Set problem
Carry the forum thread about Mesopotamia in the Civilization games forward from its last post.

Text block
+ + + +

What about Mesopotamia?!

Also the Babylonians were the "last" of those true Mesopotamians before the Persians steamrolled in.

Though personally even though Mesopotamia is one of the cradles of civilization, I'm okay with them being left out; just as long as they're in the expansion packs, of course. I think the reason Mesopotamia wasn't necessarily included in Civ4 (and possibly Civ5) is because Firaxis wanted to put in some more "different" and "exotic" civilizations. Of course Babylon and Sumer are nothing like Persia, but in the common conception of them, they're too close; it'd be more 'interesting' (and thus marketable) to have a different civ in, like the Incas or what not, even if the Mesopotamian civilizations are more or less one of the ultimate examples of "civilization".

With India and China being the other two?

FYI India has a city dating back 9,500 years... Beat that Gilgamesh!
 
I'm pretty sure Jericho is older, it predates agriculture, afterall.

BTW, out of the places in the world that independently invented agriculture, China and Mesopotamia are all but conclusive. However, India likely got it from Mesopotamia.
 
With India and China being the other two?

FYI India has a city dating back 9,500 years... Beat that Gilgamesh!

India, China, Egypt, somewhere in Mexico. I may be incorrect in terminology, but what I meant with "Cradle of Civilization" is a place where civilization started independently.
 
Well there are still 6 more Civs to be revealed, so there is still a chance for Mesopotamia to be in Civ 5 vanilla
 
I'm pretty sure Jericho is older, it predates agriculture, afterall.

BTW, out of the places in the world that independently invented agriculture, China and Mesopotamia are all but conclusive. However, India likely got it from Mesopotamia.

India developed agriculture concurrently too IIRC
Yeah Jericho is old, by a couple hundred years :(
 
My vote is for Sumer, although I acknowledge that the more likely candidate given Civilization's pandering to popular knowledge is Babylon.

+ + + +

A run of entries
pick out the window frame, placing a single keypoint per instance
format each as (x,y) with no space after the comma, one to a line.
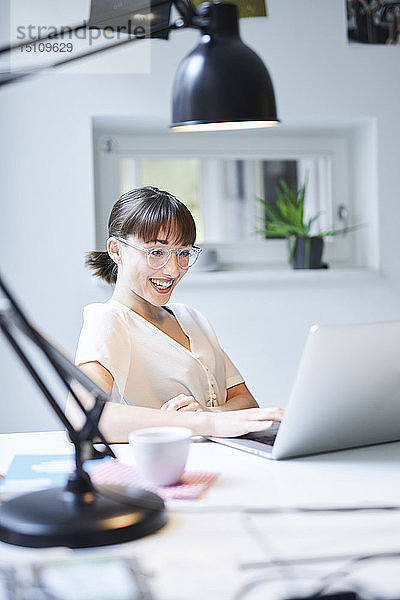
(290,143)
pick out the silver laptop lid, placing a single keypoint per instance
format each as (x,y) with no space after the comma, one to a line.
(346,392)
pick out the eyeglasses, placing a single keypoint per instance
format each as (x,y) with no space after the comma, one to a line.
(158,257)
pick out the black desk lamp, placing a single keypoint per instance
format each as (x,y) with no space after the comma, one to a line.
(78,515)
(220,85)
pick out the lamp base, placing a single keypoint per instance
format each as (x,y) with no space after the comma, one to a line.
(57,517)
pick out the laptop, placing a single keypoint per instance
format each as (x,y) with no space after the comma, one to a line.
(346,394)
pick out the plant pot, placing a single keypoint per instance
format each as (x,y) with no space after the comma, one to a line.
(306,253)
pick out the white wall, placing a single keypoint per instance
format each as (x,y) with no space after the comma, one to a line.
(47,205)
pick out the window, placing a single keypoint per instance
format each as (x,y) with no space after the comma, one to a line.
(219,177)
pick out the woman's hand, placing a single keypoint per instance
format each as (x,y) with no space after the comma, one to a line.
(240,422)
(183,402)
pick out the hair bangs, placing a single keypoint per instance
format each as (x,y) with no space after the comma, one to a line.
(162,217)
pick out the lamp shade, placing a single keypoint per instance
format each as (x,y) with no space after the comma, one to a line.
(222,83)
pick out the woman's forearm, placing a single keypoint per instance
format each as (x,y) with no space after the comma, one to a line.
(118,420)
(238,402)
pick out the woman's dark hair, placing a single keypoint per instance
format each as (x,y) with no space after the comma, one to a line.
(144,212)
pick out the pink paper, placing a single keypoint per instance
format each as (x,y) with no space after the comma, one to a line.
(191,486)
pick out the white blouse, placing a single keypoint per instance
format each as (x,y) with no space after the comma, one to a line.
(147,365)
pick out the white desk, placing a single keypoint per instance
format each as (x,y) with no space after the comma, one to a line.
(209,545)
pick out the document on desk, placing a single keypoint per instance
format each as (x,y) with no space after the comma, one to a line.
(29,472)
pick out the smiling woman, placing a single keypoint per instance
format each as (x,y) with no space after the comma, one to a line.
(147,355)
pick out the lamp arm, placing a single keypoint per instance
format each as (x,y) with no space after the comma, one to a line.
(98,24)
(11,77)
(12,317)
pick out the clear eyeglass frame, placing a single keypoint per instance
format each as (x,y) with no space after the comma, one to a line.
(186,257)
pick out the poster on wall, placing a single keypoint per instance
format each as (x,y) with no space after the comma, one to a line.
(373,21)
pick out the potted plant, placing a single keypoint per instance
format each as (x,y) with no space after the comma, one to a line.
(286,219)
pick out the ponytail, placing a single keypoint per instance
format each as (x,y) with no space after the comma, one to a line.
(102,266)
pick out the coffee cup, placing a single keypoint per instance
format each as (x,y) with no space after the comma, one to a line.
(160,453)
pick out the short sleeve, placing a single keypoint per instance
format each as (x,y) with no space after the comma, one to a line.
(233,377)
(105,339)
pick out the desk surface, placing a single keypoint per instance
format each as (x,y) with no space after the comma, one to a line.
(210,546)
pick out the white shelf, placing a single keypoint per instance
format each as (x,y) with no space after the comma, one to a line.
(280,275)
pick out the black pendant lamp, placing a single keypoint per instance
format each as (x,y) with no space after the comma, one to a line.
(222,84)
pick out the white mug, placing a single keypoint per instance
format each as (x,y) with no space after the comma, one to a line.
(161,452)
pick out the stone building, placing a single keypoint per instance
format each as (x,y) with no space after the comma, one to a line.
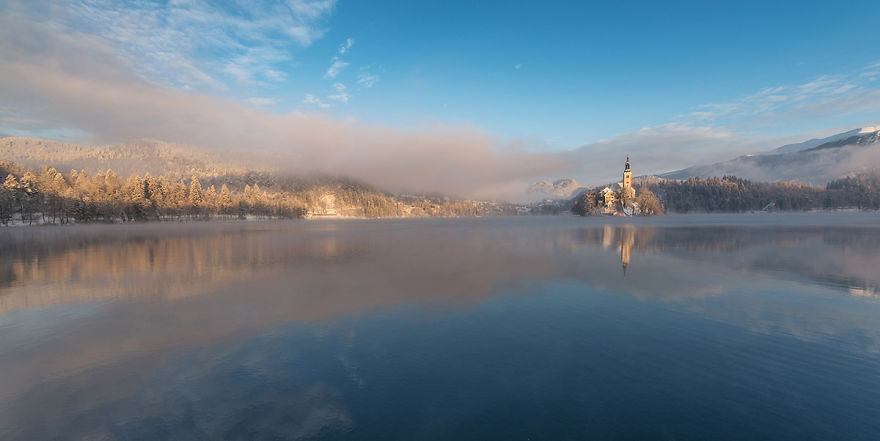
(613,194)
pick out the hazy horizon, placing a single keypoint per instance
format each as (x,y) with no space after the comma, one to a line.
(323,86)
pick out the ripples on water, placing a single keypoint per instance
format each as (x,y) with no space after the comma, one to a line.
(718,327)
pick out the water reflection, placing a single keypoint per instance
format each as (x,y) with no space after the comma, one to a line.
(296,330)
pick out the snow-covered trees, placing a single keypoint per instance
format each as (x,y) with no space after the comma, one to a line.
(54,197)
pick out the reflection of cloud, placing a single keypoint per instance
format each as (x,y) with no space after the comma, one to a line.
(126,296)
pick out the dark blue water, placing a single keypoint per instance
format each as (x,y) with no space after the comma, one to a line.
(725,327)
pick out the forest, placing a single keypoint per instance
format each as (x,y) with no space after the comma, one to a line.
(730,194)
(49,196)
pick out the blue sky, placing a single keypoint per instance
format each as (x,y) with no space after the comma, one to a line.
(704,79)
(586,71)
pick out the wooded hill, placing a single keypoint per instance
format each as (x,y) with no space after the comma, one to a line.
(49,196)
(730,194)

+ + + +

Answer for the task
Civilization has always emphasized the western medieval era with respect to their civilization selecting, I feel. I believe that this is the case because such civilizations are really all people think of when asked about "historical civilizations." Everyone knows France (although little about the actual history of the territory that became modern-day France or the various peoples that lived there throughout time), "the Vikings" (lol), etc. The farthest you can expect people to "go back" in history is really the classical era, with maybe the one exception to that being Egypt. I don't think (American) school even taught us anything about anything other than what I listed above.
 
India developed agriculture concurrently too IIRC
Yeah Jericho is old, by a couple hundred years :(

To quote Guns, Germs, and Steel:

Another area where local domestication appears to have followed the arrival of Southwest Asian founder crops is the Indus Valley region of the Indian subcontinent. The earliest farming communities there in the seventh millennium B.C. utilized wheat, barley, and other crops that had been previously domesticated in the Fertile Crescent and that evidently spread to the Indus Valley through Iran. Only later did domesticates derived from indigenous species of the Indian subcontinent, such as humped cattle and sesame, appear in Indus Valley farming communities.

Don't worry, there are only three or four places of definitively independent developments of agriculture in the world. The fact that India isn't one of them isn't unique (Egypt wasn't either).
 
If the developers do their city-lists properly (in the past the city-lists have been very poor), Harun al-Rashid's capital will be Baghdad. No, it's not ancient Mesopotamia, but it is Mesopotamia.
 
Absolutely true, but I don't think Mesopotamia is too vague - it seems quite distinct, though maybe your right.

well, no, i'm not saying that "mesopotamia" is as vague as "the middle/near east," i was just kind of exaggerating to prove a point.
 
Why 'Babylon' and not 'Sumer'? Babylon makes me think of that semi-transitory Hammurabic empire and that Chaldean abomination that survived for less than a century. Even the Kassites lasted longer. Sumer is much better.

Because Sumer was never a kingdom but the name of a territory ruled by a plenty of different city-states.
 
Curiously, Babylon and Persia won't be included in Civ V and, nowadays, they are Iraq and Iran, traditional enemies of the US. :nuke:
 
To quote Guns, Germs, and Steel:



Don't worry, there are only three or four places of definitively independent developments of agriculture in the world. The fact that India isn't one of them isn't unique (Egypt wasn't either).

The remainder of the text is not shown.